Long also proposes a federal investment in job training, such as in the health care and clean energy industries, for those currently out of work or who have otherwise been negatively affected by the pandemic. The plan cites the “Skills Renewal Act,” a bipartisan bill introduced in the U.S. Senate that allows unemployed or furloughed workers a $4,000 refundable tax credit to apply to certain skills training programs.
Additionally, Long’s plan also calls for infrastructure investments in Southwest Washington. Along with improvements for roads and bridges, she also highlights broadband internet as an area of needed investment in the area that has been neglected for too long and affects everything from schools to telehealth services to small businesses.
A federal investment in infrastructure, Long says, would serve multiple purposes; create good-paying jobs in the short term, re-establish a strong network of roads and bridges for local communities, businesses and manufacturers, and make high-speed internet access a reality for all.
Long’s economic plan also calls for increasing the nationwide minimum wage to $15 an hour once the pandemic is over, expanding support for child care programs at risk of closure through the Child Care Development Block Grant program, ensuring affordable child care via grant programs for local providers in “child care deserts,” and enacting a moratorium on consumer and small business debt collection for the duration of the covid-19 crisis.
Preventing the next pandemic
The second part of Long’s recovery plan focuses on health and preventative actions, and says that adopting these measures will ensure the country and the region is adequately prepared to beat back the next public health crisis.
Calling the federal government’s response to the pandemic “mismanaged from the beginning,” the plan advocates for all covid-19 testing, treatment and vaccine — when it becomes available — to be free of charge to every American. Long says the federal government should also expand its public health workforce, particularly by hiring “a nationwide army of contact tracers,” which she says will both help identify those exposed to covid-19 before they infect others and strengthen the economy by hiring workers who were put out of work because of the pandemic.

= = =

_Task list:_
- a) In the passage on Long's recovery plan, why does Long want the federal government to hire "a nationwide army of contact tracers"? Answer in one to three sentences.
- b) Write the next part of the passage on Long's recovery plan, picking up after its final sentence.

= = =

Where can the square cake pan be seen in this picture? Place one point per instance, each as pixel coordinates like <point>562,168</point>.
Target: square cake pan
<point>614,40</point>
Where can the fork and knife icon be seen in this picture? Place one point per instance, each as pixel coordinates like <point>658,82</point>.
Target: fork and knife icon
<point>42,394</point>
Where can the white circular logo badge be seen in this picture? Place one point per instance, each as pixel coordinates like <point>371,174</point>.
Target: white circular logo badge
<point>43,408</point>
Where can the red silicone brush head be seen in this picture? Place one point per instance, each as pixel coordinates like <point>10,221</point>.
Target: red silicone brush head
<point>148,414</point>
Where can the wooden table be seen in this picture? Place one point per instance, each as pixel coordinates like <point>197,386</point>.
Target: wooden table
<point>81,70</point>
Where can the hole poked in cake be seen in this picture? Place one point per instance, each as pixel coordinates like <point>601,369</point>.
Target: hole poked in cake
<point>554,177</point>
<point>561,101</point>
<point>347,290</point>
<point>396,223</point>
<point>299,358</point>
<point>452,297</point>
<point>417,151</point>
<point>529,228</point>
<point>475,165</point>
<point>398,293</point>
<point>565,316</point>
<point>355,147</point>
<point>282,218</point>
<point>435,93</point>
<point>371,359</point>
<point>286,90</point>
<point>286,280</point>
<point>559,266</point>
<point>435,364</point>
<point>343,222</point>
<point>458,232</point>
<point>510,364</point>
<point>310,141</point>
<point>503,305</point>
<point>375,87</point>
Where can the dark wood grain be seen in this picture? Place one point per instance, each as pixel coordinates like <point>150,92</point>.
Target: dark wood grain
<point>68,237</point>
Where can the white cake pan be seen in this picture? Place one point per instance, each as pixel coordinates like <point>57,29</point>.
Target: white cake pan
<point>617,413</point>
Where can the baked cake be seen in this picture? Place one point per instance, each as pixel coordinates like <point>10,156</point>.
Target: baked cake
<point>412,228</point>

= = =

_Answers per task:_
- a) Long says the contact tracers would help identify people exposed to covid-19 before they infect others. Hiring them would also strengthen the economy by giving jobs to workers the pandemic put out of work.

- b)
It also calls for additional funding for the Center for Disease Control and Prevention, in particular the CDC’s Prevention and Public Health Fund. The fund, established a decade ago, invests nationwide in community and clinical prevention initiatives, public health infrastructure, immunizations and screenings, and public health workforce and training. In 2017, the Tax Cuts and Jobs Act cut $750 million from the fund, and in 2018 a bill was signed that cuts $1.35 billion from the fund over a 10-year period.
Long’s plan calls for rural health care systems and hospitals to be strengthened and protected by urging Washington state to adopt reforms from other states. A specific reform program mentioned in the plan includes Pennsylvania’s Rural Health Model, which voluntarily transitions certain hospitals to a global payment system that reimburses the hospitals through Medicare and other payers based on fixed budgets, as well as allowing for financial incentives.
The plan highlights a number of Democratic health care priorities, including protecting the Affordable Care Act (also known as Obamacare), which the Trump Administration and Republican attorneys general are seeking to overturn in court. Long cited a study from the liberal-leaning Center for American Progress that said 654,000 Washingtonians could lose their health coverage if those efforts succeed. As no current alternatives exist, it would also allow insurance companies to deny coverage to people with pre-existing conditions.
“If we have hundreds of thousands of people in our communities lacking health coverage, those individuals will be less likely to see a doctor, seek medical attention, or get tested if they become sick. That exacerbates the spread of covid-19 and makes it harder for us to fight future pandemics,” Long’s plan says.